**Task directions:** Reproduce the lines from the one containing "Trace the outline of every instance of the red" through the one containing "M 42 104 L 44", substituting "navy t-shirt" for "red t-shirt" and leaving everything else unchanged.

**Task input:**
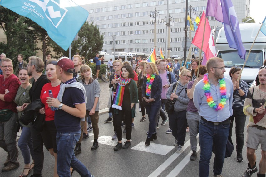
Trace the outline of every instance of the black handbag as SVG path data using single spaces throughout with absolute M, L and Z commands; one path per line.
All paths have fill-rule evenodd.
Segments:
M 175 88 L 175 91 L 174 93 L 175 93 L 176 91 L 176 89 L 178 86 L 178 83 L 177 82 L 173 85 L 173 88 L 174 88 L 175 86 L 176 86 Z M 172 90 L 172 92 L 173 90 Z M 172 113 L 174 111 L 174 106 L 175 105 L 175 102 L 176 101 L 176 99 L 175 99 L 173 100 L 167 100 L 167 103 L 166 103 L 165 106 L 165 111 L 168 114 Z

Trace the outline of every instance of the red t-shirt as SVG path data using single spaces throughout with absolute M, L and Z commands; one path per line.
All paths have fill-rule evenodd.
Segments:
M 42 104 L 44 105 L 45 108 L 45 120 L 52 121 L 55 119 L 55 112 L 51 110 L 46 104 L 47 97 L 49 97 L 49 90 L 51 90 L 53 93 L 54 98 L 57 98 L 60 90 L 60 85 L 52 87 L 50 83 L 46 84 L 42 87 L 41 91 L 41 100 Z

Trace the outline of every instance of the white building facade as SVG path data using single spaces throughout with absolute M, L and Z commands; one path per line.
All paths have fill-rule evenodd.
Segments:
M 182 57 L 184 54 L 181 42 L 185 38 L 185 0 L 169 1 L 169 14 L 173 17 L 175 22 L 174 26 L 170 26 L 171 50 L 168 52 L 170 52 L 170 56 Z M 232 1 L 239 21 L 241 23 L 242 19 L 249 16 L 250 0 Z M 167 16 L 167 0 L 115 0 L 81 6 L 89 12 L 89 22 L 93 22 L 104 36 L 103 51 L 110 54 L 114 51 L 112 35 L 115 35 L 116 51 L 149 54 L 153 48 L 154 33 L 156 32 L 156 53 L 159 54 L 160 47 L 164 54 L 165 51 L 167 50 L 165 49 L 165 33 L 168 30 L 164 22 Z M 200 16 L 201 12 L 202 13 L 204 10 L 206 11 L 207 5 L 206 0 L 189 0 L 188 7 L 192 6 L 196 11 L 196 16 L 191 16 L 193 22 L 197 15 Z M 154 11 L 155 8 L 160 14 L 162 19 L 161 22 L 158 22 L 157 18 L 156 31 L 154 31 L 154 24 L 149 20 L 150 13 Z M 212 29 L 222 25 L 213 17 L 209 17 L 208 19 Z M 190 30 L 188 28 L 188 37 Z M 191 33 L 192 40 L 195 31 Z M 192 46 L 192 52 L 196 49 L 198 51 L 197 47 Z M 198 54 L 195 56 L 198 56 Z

--

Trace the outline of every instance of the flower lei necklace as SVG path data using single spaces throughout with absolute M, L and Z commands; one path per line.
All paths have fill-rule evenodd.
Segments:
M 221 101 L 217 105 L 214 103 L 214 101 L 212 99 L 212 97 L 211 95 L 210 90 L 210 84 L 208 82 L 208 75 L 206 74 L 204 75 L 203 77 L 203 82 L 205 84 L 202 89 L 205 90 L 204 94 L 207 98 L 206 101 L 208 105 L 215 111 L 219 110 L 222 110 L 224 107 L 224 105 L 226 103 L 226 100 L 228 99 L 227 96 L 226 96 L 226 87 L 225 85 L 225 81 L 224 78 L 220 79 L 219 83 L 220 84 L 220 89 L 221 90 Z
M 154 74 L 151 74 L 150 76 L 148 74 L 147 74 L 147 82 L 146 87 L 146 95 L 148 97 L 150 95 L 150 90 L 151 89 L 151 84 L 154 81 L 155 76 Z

--

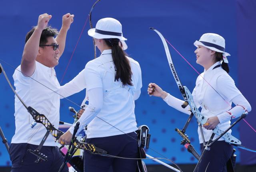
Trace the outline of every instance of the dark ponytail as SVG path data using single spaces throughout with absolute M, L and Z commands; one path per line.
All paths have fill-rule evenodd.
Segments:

**Task output:**
Trace the outline of every instance of the navy t-shirt as SVG path data using single spaces throughout with absolute M, L and Z commands; one path per line.
All paths have fill-rule evenodd.
Segments:
M 42 104 L 44 105 L 45 108 L 45 120 L 52 121 L 55 119 L 55 112 L 51 110 L 46 104 L 47 97 L 49 97 L 49 90 L 51 90 L 53 93 L 54 98 L 57 98 L 60 90 L 60 85 L 52 87 L 50 83 L 46 84 L 42 87 L 41 91 L 41 100 Z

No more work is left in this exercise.